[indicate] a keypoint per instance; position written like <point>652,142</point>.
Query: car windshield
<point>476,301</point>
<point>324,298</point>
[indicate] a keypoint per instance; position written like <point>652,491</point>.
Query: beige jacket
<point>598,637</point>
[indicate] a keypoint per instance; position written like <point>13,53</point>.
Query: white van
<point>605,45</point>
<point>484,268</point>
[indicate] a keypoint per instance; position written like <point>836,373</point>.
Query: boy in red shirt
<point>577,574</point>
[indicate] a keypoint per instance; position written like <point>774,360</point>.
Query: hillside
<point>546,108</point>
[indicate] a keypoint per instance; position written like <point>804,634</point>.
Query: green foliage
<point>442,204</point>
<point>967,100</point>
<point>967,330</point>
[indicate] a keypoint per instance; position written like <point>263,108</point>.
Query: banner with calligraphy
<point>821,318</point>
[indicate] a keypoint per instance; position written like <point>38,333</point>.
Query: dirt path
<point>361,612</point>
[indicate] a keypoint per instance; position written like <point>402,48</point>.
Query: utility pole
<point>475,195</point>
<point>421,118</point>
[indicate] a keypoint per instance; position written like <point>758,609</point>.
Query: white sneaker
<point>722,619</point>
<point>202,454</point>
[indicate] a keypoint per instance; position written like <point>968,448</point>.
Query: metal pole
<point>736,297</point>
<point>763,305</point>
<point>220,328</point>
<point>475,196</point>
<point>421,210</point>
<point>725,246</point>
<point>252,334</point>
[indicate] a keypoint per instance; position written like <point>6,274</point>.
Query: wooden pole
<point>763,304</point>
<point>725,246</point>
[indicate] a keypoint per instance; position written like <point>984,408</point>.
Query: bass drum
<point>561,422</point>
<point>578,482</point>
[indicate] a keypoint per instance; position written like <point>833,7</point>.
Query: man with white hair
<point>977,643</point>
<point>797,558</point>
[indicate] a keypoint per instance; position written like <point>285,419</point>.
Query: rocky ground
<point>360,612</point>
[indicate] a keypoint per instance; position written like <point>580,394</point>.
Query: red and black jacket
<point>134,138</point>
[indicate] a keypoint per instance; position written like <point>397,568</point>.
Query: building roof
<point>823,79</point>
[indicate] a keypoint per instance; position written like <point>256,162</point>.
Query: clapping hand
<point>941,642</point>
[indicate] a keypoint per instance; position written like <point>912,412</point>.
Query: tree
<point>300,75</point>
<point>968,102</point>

§ §

▸ **EXERCISE PROMPT**
Render the material above as a two-column CSV with the header columns "prompt" and "points", giving one row per request. Put each request's full text in the first column and its answer in the second, enclosing each field in double quotes and replacing any line breaks within a field with spaces.

▸ **ANSWER TO THIS PROBLEM**
prompt,points
"[indicate] a keypoint per instance; position written like <point>652,142</point>. Query: car windshield","<point>476,301</point> <point>324,298</point>"
"[indicate] a keypoint per instance; position written like <point>652,491</point>. Query: beige jacket","<point>598,637</point>"
"[indicate] a keypoint per instance; position written like <point>13,53</point>. Query: white van","<point>605,45</point> <point>484,268</point>"
"[indicate] a keypoint per instance; position written like <point>836,373</point>. Query: boy in red shirt","<point>577,574</point>"
"[indicate] a keypoint per instance; position written like <point>774,360</point>. Query: hillside","<point>546,108</point>"
"[indicate] a keypoint per instance; position written like <point>804,634</point>. Query: green foliage","<point>442,204</point> <point>967,100</point> <point>967,330</point>"
"[indicate] a keypoint per instance; position written like <point>263,108</point>. Query: banner with calligraphy","<point>821,318</point>"
"[indicate] a keypoint per instance; position written like <point>38,333</point>. Query: dirt path","<point>361,612</point>"
"[indicate] a keypoint per instance; position written like <point>402,48</point>. Query: utility pole","<point>475,195</point> <point>421,118</point>"
"[indicate] a keypoint per instance; position written like <point>758,609</point>. Query: white sneaker","<point>722,619</point> <point>202,454</point>"
"[indicate] a keypoint per instance; position written like <point>968,448</point>. Query: metal pole","<point>736,297</point> <point>763,305</point> <point>220,328</point> <point>475,196</point> <point>421,210</point> <point>725,246</point> <point>252,334</point>"
"[indicate] a keypoint per instance; position written like <point>6,274</point>. Query: wooden pole","<point>763,304</point> <point>725,246</point>"
"[indicate] a keypoint per instance; position written like <point>984,408</point>. Query: bass drum","<point>561,422</point> <point>578,482</point>"
"[indicate] a keypoint per instance; position written like <point>833,7</point>. Query: man with white hair","<point>977,643</point> <point>797,558</point>"
"[indicate] a keypoint per instance; position written like <point>285,419</point>. Query: rocky ground","<point>360,612</point>"
"[indicate] a keypoint per instance; position written like <point>580,394</point>. Query: red and black jacket","<point>134,138</point>"
"[indicate] a keypoint per instance; position written like <point>397,568</point>. Query: building roof","<point>823,79</point>"
"[indicate] a keypoint per instance; position written like <point>256,162</point>. Query: clapping hand","<point>941,642</point>"
"[indicate] a keypoint per instance; position written like <point>912,412</point>. Query: tree","<point>300,75</point> <point>968,102</point>"